--- Source data ---

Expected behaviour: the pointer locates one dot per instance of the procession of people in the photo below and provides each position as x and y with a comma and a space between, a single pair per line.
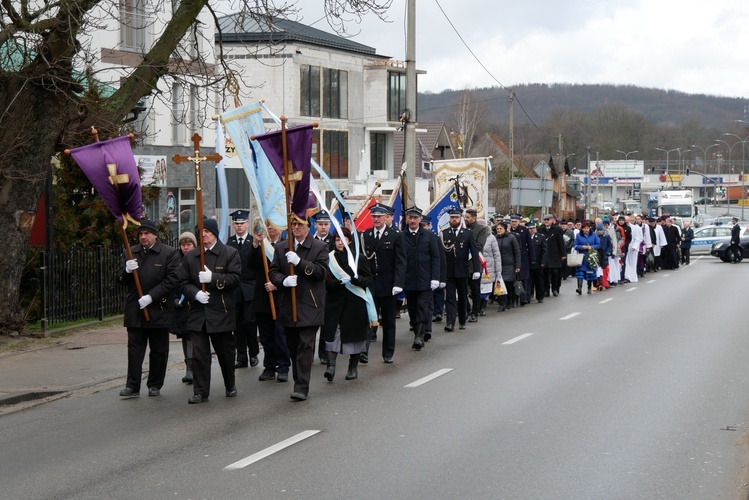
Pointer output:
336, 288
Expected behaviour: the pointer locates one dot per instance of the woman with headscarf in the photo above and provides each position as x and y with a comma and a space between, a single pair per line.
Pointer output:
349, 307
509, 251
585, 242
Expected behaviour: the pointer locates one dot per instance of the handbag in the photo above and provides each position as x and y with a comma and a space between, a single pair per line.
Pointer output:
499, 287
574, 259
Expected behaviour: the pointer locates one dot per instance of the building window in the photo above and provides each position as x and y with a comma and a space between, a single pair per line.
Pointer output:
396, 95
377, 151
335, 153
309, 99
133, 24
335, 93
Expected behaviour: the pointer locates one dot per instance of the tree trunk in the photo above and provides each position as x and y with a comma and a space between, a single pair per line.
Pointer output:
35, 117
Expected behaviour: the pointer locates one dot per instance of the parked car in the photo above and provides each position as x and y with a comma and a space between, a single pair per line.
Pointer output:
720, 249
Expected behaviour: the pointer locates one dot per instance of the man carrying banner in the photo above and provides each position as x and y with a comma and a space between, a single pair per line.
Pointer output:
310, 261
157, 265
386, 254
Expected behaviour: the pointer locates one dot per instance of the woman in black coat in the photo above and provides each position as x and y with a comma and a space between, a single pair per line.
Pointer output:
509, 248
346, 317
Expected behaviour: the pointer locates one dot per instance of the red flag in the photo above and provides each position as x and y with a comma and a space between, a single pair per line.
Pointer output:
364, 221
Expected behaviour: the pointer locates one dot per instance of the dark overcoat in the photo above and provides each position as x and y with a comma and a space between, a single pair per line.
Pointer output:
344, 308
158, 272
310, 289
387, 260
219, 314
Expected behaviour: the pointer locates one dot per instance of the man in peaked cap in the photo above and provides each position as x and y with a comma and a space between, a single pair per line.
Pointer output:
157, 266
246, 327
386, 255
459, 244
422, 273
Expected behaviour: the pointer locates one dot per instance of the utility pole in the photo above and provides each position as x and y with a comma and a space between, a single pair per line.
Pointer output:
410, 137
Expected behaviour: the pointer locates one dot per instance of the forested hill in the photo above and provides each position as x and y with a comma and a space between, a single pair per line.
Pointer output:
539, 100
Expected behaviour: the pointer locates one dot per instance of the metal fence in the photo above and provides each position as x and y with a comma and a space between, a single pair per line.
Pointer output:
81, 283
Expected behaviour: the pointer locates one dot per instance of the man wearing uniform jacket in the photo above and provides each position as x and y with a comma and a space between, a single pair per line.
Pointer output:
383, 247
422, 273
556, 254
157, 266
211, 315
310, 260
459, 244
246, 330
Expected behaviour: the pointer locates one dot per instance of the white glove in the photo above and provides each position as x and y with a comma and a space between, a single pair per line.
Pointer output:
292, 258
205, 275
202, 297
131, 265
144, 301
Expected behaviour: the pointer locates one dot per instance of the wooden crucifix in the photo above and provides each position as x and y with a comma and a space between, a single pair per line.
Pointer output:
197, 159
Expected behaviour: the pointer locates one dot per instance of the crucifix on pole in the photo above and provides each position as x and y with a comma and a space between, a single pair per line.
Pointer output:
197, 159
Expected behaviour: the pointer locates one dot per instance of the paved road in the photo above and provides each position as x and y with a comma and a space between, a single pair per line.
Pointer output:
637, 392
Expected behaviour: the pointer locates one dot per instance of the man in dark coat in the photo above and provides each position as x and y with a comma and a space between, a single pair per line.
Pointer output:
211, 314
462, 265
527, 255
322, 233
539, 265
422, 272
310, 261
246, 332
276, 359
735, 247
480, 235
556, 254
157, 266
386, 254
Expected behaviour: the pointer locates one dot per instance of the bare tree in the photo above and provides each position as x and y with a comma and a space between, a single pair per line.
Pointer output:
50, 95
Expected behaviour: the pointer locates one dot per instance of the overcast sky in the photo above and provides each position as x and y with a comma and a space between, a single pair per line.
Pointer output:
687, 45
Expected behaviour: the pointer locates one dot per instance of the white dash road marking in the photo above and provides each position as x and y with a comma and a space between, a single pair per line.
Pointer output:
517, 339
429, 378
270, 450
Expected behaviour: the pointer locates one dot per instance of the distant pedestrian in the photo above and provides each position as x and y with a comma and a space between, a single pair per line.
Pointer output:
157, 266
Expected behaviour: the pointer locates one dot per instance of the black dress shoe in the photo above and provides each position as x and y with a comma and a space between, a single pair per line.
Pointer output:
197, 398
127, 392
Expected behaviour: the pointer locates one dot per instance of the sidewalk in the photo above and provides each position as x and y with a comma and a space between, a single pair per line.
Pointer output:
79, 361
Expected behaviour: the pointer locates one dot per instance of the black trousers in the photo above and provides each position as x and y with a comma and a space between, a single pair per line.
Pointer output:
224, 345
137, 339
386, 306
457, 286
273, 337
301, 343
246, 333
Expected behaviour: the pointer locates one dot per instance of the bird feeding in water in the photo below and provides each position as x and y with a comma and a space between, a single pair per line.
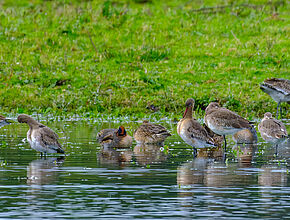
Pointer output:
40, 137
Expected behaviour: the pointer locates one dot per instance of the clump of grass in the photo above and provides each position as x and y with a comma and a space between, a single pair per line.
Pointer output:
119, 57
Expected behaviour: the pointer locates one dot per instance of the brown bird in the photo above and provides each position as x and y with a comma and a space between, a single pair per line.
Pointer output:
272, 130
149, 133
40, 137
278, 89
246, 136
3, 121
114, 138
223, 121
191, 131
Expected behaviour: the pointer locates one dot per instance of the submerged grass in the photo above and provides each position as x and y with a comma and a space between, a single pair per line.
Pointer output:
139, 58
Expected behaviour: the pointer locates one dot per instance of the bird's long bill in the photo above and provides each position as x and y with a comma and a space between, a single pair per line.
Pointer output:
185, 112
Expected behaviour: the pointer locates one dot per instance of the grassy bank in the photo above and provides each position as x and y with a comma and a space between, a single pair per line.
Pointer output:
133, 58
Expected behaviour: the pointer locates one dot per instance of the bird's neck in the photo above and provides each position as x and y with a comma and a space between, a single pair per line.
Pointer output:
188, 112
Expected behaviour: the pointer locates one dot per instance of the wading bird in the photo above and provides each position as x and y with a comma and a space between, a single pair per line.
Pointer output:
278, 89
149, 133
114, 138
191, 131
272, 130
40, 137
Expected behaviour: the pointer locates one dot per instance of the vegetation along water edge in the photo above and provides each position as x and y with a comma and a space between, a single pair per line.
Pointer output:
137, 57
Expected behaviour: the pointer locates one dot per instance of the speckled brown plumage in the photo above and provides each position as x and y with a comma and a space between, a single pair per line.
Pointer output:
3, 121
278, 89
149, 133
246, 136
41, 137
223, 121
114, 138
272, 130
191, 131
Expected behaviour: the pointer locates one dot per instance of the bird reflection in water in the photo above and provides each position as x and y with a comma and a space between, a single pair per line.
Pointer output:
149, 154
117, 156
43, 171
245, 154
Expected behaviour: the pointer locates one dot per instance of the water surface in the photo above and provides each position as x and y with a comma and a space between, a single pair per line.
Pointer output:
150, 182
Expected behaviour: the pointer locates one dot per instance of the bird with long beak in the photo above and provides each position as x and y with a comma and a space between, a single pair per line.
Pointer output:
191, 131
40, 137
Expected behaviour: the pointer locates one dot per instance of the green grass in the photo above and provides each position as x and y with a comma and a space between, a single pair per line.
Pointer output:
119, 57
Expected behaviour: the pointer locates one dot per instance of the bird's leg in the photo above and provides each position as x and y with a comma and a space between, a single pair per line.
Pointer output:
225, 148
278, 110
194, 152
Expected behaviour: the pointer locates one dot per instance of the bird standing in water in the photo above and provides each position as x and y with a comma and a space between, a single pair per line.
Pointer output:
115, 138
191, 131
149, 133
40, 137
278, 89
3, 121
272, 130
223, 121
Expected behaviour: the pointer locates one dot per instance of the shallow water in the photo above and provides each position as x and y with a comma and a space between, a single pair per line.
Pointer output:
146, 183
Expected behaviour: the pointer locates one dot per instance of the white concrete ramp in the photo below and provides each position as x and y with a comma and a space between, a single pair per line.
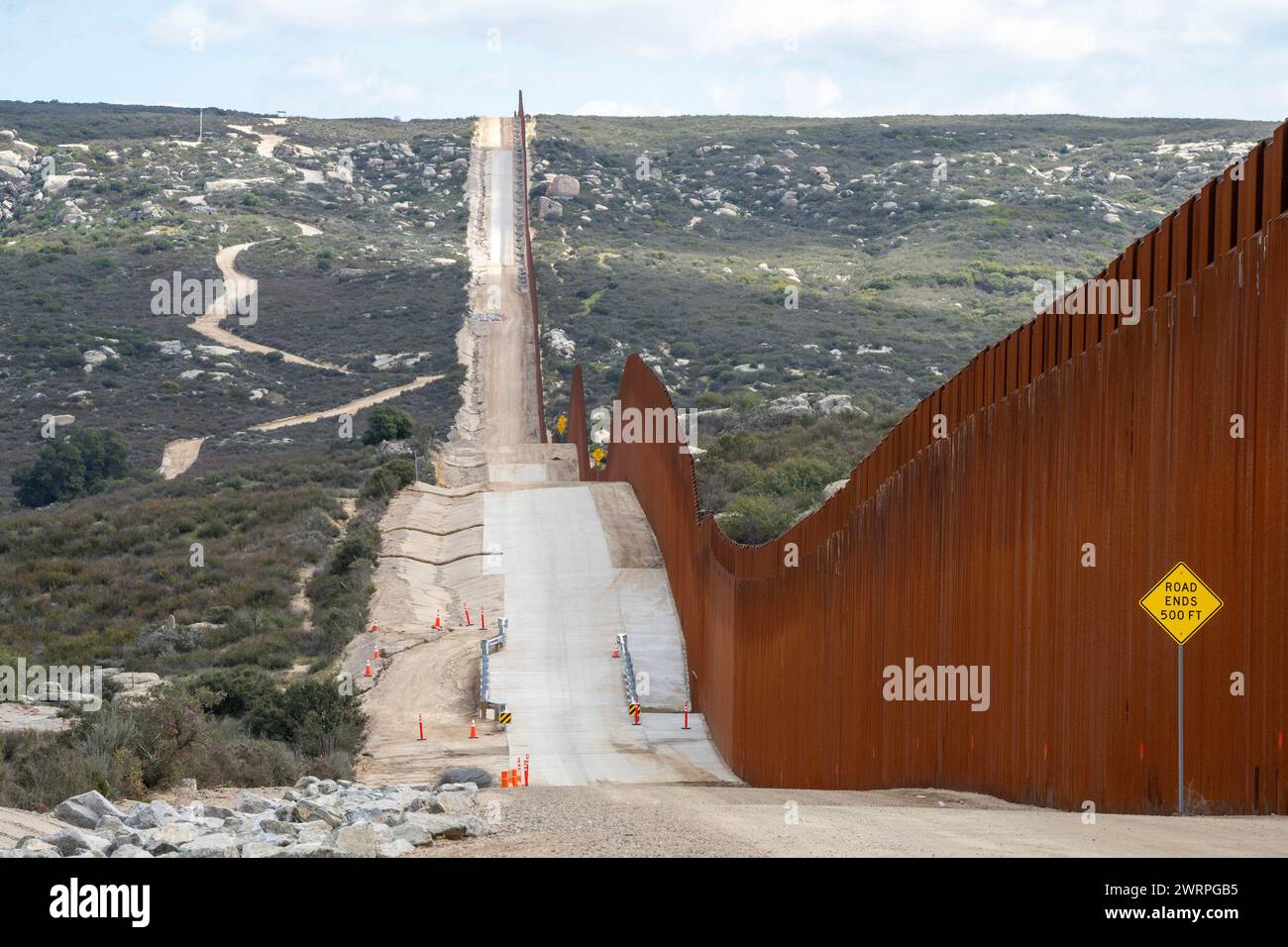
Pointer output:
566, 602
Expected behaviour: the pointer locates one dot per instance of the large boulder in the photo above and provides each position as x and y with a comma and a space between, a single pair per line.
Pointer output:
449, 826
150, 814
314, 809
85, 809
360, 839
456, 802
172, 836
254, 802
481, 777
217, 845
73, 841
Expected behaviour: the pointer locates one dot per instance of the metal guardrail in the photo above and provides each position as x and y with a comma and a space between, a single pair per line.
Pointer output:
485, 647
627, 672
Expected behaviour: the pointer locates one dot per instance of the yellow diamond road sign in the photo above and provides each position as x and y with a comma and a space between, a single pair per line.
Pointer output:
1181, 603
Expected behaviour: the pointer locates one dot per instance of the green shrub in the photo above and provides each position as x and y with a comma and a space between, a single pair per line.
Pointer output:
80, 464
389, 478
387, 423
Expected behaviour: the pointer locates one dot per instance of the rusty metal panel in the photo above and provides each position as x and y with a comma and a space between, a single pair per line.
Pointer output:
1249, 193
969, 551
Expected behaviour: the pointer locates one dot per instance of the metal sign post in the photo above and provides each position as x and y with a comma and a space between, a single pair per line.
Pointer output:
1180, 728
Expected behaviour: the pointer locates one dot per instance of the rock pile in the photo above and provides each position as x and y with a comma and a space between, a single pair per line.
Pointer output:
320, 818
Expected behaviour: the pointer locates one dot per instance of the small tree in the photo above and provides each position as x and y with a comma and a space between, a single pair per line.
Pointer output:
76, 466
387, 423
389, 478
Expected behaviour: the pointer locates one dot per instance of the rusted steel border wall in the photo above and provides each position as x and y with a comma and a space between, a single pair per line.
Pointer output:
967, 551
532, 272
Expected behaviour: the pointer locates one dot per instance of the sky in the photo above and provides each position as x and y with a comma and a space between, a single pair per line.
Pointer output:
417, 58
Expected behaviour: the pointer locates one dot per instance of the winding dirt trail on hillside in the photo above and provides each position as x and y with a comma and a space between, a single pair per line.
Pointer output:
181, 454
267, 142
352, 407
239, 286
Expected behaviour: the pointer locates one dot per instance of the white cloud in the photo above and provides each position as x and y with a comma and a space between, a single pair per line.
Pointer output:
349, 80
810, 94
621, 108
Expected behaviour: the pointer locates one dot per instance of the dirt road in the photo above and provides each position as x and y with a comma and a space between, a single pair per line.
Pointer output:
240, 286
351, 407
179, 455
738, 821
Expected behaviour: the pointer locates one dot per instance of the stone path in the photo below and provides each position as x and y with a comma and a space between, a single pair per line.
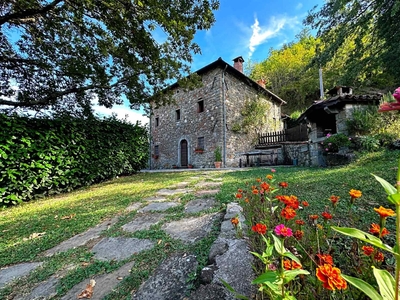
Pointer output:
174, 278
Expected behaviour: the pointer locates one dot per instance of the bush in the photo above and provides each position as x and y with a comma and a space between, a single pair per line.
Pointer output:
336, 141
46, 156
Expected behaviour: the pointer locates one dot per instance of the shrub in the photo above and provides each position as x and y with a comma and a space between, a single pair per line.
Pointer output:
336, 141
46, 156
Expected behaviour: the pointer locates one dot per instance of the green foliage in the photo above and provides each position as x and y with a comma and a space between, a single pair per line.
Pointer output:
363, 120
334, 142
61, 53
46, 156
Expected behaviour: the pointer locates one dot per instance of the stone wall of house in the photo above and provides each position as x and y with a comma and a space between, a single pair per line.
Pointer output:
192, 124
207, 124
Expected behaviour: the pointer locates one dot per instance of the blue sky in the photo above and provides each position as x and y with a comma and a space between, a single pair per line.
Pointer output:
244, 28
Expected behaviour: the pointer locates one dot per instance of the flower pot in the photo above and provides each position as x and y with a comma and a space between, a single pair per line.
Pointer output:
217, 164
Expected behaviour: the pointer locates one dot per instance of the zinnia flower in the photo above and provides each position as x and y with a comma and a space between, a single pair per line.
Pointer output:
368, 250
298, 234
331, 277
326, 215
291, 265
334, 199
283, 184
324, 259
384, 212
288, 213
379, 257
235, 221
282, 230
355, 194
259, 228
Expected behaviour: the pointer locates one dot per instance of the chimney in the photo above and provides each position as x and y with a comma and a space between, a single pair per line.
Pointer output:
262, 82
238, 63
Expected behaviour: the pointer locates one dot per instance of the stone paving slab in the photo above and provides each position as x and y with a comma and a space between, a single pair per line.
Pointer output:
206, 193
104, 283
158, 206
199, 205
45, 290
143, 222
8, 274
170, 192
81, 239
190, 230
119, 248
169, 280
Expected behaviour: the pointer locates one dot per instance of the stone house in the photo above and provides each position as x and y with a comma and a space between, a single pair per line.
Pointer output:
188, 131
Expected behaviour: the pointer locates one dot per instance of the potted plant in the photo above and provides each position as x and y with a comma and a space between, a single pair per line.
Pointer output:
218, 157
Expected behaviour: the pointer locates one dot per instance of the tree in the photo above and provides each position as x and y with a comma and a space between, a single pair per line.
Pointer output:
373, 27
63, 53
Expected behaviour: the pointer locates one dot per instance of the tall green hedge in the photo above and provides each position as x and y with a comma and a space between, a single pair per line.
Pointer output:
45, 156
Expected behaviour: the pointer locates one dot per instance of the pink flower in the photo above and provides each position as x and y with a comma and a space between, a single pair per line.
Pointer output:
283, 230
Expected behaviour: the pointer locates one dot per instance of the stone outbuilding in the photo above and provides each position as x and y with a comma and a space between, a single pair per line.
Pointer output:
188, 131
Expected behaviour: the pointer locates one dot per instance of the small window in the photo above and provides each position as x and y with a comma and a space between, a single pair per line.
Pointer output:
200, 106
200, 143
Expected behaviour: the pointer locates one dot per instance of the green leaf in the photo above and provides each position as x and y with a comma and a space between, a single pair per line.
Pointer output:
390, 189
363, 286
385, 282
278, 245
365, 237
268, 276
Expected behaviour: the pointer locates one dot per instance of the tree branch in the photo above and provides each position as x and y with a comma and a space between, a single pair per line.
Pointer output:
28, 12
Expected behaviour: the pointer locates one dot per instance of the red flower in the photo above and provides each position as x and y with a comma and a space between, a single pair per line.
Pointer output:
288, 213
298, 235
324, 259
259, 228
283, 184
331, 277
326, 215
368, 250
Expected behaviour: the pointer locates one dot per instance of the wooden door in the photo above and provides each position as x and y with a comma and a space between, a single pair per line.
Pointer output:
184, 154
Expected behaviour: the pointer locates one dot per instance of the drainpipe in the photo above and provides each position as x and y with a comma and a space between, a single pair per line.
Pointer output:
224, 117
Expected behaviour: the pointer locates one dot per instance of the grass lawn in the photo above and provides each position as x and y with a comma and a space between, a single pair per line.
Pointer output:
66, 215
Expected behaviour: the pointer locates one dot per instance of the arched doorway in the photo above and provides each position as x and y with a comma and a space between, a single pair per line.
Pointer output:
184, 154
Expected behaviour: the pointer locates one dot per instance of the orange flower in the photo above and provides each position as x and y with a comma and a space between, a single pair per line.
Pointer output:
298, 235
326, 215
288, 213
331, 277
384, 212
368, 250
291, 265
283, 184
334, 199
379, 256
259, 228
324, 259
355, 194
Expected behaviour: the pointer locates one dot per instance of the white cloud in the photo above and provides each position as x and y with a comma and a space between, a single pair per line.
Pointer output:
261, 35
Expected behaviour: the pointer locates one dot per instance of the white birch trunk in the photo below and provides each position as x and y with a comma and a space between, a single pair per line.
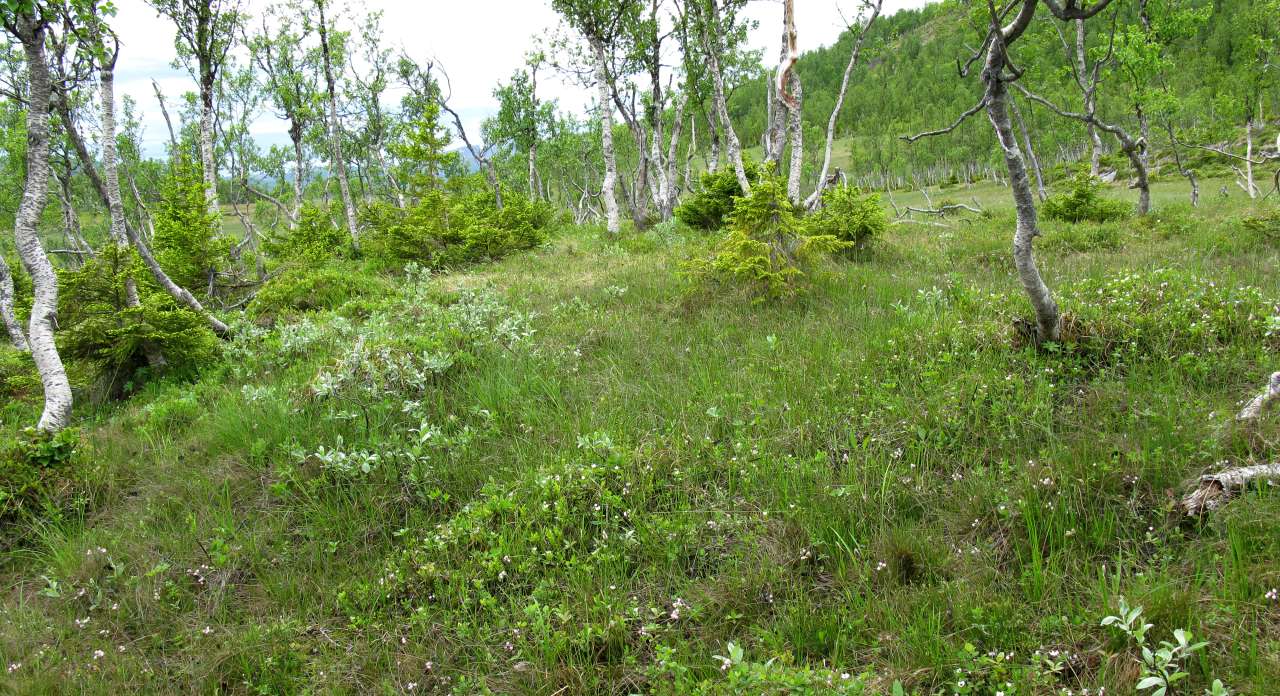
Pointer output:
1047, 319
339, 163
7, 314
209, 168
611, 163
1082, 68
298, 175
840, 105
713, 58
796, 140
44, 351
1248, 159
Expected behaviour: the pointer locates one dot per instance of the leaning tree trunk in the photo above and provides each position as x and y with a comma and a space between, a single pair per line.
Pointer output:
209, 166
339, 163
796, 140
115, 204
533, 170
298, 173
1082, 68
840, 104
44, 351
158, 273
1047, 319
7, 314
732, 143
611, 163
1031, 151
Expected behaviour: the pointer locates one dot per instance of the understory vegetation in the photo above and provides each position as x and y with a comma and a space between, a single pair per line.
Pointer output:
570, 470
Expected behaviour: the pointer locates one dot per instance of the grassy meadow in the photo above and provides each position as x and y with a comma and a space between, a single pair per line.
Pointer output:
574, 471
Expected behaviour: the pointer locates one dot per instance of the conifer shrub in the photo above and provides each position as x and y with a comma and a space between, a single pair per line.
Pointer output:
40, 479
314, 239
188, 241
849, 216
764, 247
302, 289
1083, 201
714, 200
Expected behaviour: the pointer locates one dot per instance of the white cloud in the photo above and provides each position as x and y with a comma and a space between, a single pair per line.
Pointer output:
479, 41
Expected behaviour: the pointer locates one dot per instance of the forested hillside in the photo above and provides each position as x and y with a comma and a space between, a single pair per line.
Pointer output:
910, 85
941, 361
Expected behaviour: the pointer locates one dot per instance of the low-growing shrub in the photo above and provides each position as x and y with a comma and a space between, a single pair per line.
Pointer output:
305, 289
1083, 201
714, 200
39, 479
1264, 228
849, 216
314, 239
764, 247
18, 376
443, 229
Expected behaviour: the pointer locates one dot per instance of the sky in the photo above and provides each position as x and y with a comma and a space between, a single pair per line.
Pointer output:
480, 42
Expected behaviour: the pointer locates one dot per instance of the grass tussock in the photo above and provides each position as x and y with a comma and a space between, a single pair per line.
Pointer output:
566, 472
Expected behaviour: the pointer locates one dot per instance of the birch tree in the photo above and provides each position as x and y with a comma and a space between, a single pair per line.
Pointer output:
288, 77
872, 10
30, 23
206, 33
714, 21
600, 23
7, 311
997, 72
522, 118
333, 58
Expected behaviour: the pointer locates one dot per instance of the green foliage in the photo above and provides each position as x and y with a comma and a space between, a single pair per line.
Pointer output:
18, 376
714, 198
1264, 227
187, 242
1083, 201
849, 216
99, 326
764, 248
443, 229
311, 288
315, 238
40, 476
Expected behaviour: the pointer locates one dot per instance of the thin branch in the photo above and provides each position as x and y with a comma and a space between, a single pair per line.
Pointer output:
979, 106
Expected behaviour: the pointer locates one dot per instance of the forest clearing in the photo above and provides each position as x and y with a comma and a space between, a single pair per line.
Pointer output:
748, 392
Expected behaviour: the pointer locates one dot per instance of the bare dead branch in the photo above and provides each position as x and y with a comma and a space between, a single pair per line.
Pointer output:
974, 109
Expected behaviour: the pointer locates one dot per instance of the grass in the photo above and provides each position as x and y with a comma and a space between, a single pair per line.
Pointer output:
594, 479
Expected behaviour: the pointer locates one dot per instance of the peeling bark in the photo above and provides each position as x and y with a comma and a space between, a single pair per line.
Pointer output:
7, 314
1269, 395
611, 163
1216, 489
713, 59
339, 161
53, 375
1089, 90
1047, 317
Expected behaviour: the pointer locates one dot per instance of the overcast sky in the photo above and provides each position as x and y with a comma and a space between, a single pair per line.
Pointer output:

---

Work required: Copy out the lines from the line containing "the forest clearing" to the end of the listing above, without alteration.

Answer in full:
Expected behaviour: the pointer locates one dot per instance of the forest clearing in the photo above and provides each position as x and y with a comma and a space between, a single pair per line.
Pointer output:
748, 392
Expected behaviour: the pointer locates one dot per instance of the bare dead branch in the photo above and provides each position as x and y with a comma and a space between, a single pair per line.
Pointer output:
974, 109
Expected behaviour: the pointer locates one dot per instance of the grass in the photo above and provides each position as x and y with a comma and a space between, a single pair per line.
Pointer output:
594, 479
Expected behaviour: the pointer locates one dot per instance of the peeling bark in the photo above and provides each position as x and y with a comma and a space between, a single pair per line.
Pointer output:
7, 314
1269, 395
611, 163
1216, 489
713, 59
339, 161
53, 375
1089, 90
1047, 317
Expected behaviour: the pointer locates one dot per instance of the overcast sky in the photo above and provides each position as x and y with a comma and a space between, a single pair per line.
Pointer output:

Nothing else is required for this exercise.